Dataset extract:
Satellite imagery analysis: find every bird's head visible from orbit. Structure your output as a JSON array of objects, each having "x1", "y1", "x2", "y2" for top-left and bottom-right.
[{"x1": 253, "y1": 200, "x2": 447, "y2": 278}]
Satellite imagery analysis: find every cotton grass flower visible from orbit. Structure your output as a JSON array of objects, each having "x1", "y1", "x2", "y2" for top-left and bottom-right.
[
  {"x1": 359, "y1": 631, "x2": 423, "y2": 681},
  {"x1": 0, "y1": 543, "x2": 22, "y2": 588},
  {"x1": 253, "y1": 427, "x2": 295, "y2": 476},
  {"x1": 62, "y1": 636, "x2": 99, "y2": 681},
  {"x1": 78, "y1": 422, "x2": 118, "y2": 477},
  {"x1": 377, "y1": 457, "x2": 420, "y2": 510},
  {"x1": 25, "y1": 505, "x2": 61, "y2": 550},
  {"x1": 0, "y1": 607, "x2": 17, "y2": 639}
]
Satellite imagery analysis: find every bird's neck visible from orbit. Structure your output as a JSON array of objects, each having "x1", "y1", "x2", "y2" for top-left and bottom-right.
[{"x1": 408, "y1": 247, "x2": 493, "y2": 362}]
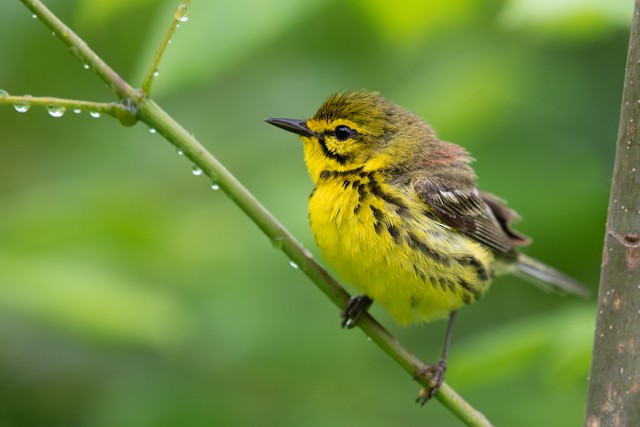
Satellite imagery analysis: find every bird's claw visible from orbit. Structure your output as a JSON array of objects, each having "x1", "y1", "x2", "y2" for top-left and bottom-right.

Short task: Report each line above that contains the word "flower" by copying it in full. The match is case-sensitive.

The output:
Satellite imagery analysis: find every cotton grass flower visible from orbit. Structure your output as a JSON array of objects, each having "x1", "y1", "x2", "y2" for top-left and bottom-right.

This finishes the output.